TO BE DONE:
(A) From the rent-to-own text, reproduce the passage starting with "rent to own" and going on through "well as tenants.".
(B) In the rent-to-own text, which type of home is this arrangement more common in?

PAGE:
The Basics of Rent-to-Own Agreements

rent to own agreements

Rent-to-own or lease-to-own agreements are traditional rental agreements that also provide an option for a tenant to purchase the rental home.

This arrangement is more common in single-family homes, but sometimes can be implemented for duplexes, apartments or condos.

This agreement has benefits for landlords, as well as tenants.

Let’s discuss details and have the rent-to-own contract explained.

Anatomy of Rent-To-Own Agreement

A rent-to-own agreement usually consists of two agreements: a typical lease agreement and a separate document that outlines the option to purchase. They can be incorporated in one document or exists as two separate documents.


In rent-to-own arrangements, the property remains with the landlords unless a tenant chooses to exercise the right to purchase a property. The legal underpinning of such arrangement is renting, not the purchase transaction.

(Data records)
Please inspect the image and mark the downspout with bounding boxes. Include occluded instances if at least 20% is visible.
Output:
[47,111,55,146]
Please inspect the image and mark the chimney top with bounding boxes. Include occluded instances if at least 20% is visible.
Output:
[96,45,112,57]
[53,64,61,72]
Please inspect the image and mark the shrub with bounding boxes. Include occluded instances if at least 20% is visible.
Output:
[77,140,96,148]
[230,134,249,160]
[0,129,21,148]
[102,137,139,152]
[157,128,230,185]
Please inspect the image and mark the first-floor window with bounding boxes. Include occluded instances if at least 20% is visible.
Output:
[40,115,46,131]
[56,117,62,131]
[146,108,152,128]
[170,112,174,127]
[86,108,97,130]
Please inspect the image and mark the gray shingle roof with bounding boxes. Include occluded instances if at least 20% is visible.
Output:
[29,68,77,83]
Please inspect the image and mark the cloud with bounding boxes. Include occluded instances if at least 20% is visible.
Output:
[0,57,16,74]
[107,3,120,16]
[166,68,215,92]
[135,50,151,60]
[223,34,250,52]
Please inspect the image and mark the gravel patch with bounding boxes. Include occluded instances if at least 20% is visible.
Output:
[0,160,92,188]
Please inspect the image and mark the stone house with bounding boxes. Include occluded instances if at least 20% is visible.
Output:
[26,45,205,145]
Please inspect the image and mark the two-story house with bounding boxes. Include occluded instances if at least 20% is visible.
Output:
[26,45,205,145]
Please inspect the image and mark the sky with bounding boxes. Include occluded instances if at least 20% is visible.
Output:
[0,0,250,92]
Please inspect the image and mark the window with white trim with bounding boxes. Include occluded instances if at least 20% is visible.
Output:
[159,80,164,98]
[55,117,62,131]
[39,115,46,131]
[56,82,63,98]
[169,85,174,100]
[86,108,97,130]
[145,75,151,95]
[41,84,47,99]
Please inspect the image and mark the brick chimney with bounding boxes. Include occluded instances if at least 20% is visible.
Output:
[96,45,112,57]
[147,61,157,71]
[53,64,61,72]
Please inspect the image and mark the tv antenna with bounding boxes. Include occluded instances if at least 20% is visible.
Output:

RESULTS FOR THE EXERCISE:
(A)
rent to own agreements

Rent-to-own or lease-to-own agreements are traditional rental agreements that also provide an option for a tenant to purchase the rental home.

This arrangement is more common in single-family homes, but sometimes can be implemented for duplexes, apartments or condos.

This agreement has benefits for landlords, as well as tenants.

(B) Single-family homes.